> _RECORDS TO USE_
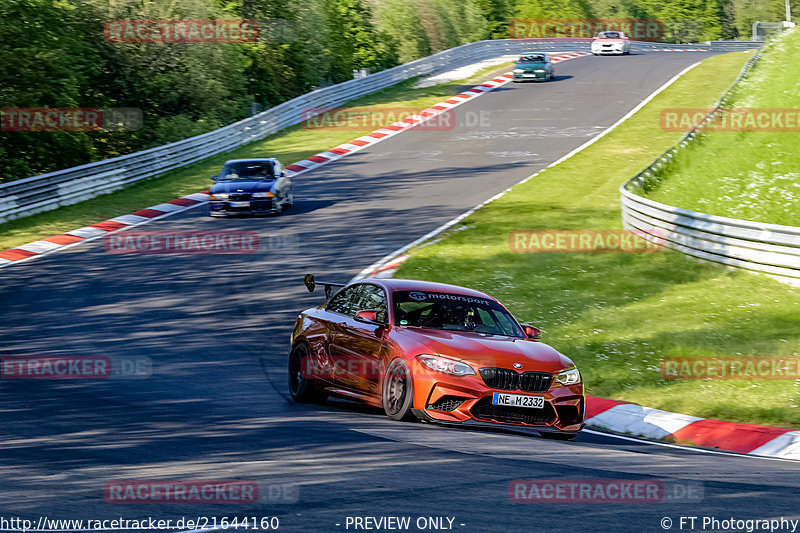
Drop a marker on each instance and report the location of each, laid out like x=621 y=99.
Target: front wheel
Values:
x=397 y=391
x=301 y=386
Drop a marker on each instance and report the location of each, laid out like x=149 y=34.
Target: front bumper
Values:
x=264 y=206
x=537 y=76
x=468 y=400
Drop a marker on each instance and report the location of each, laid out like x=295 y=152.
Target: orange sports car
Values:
x=437 y=352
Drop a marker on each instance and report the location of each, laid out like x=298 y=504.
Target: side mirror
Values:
x=531 y=332
x=369 y=316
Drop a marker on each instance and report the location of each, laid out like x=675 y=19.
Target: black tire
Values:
x=397 y=391
x=301 y=388
x=558 y=436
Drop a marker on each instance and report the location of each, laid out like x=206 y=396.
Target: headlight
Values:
x=445 y=365
x=569 y=377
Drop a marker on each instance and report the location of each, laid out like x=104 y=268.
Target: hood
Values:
x=244 y=185
x=488 y=350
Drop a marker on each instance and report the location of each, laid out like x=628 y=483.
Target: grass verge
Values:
x=753 y=175
x=618 y=314
x=289 y=145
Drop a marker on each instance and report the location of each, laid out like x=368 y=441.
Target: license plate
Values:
x=518 y=400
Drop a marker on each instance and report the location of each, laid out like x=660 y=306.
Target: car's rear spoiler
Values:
x=311 y=284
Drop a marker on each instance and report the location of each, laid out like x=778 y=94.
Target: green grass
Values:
x=289 y=145
x=617 y=314
x=750 y=175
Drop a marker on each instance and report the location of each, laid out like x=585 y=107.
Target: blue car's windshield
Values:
x=454 y=312
x=261 y=170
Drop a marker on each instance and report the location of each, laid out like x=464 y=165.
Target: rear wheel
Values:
x=397 y=391
x=301 y=386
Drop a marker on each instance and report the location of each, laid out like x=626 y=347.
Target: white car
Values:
x=611 y=43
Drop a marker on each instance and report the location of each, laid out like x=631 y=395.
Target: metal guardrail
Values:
x=773 y=249
x=55 y=189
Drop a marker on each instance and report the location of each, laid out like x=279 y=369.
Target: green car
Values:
x=533 y=67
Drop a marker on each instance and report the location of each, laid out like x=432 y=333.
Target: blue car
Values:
x=250 y=187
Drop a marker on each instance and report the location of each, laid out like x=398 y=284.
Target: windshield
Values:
x=453 y=312
x=254 y=170
x=532 y=59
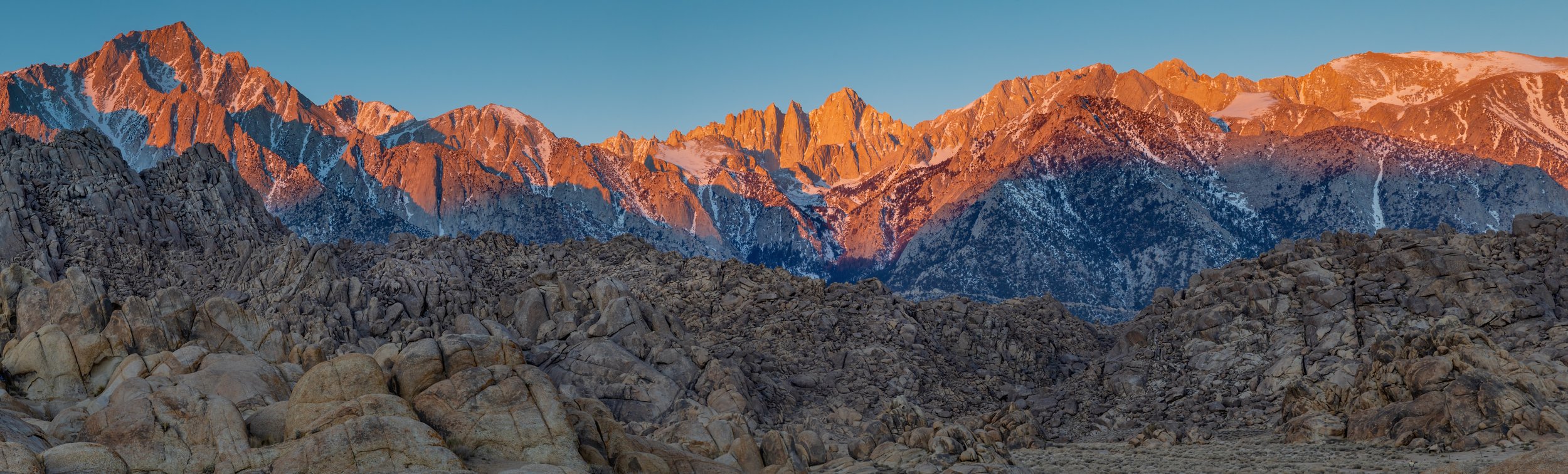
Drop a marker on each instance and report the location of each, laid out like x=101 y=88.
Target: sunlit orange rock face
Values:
x=839 y=189
x=1501 y=105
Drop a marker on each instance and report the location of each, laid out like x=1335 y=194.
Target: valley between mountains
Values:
x=1362 y=269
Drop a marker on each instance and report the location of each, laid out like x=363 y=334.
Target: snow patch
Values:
x=1402 y=96
x=1247 y=105
x=940 y=156
x=1377 y=198
x=1470 y=66
x=694 y=157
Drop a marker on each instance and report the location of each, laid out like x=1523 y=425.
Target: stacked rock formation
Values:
x=1412 y=338
x=162 y=320
x=181 y=329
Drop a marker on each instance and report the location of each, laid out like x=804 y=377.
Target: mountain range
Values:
x=1089 y=184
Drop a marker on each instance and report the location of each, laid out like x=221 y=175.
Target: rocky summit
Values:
x=164 y=320
x=1363 y=269
x=1092 y=184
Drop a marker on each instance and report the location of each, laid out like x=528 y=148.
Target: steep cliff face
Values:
x=1089 y=182
x=1500 y=105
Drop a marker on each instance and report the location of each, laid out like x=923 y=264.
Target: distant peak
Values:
x=844 y=98
x=1173 y=65
x=177 y=33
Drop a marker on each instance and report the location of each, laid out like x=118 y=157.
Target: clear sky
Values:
x=591 y=68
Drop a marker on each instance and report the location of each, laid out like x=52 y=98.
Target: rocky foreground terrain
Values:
x=1092 y=184
x=165 y=322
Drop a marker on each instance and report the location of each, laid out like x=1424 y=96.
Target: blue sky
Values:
x=591 y=68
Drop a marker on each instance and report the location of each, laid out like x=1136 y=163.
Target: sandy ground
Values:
x=1255 y=454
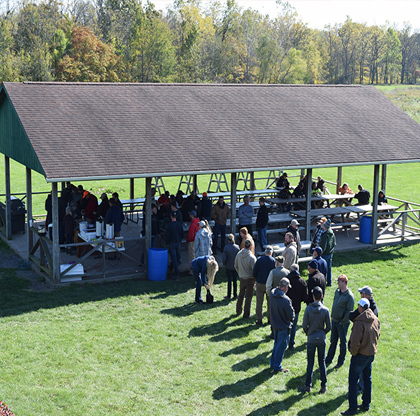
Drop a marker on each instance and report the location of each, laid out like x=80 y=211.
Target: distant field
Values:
x=399 y=182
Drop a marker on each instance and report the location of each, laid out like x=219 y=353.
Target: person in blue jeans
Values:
x=204 y=269
x=316 y=324
x=282 y=316
x=173 y=236
x=343 y=304
x=362 y=346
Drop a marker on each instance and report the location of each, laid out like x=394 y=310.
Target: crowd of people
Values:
x=76 y=204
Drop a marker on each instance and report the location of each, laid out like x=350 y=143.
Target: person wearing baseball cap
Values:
x=343 y=304
x=363 y=344
x=282 y=316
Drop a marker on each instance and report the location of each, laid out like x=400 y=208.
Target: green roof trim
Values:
x=14 y=141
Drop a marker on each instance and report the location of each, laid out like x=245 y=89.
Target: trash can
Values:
x=365 y=229
x=157 y=263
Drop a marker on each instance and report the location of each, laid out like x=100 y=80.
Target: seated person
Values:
x=344 y=190
x=382 y=199
x=362 y=196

> _TO DO_
Reproduce, unchanged, the stretch from the line that contains "like x=350 y=143." through the line that contains "x=157 y=263".

> _CORRECT RESULT_
Drop a marker on each instance and report the location of each, laid out like x=350 y=143.
Target: person wearing baseball cap
Values:
x=343 y=304
x=363 y=344
x=282 y=316
Drop a marker on each instance and report the location of each, laid out like x=400 y=208.
Target: green roof trim
Values:
x=14 y=141
Drop a marker on each instance and report the location of each, laid out like x=245 y=89.
Target: trash can
Values:
x=365 y=229
x=157 y=263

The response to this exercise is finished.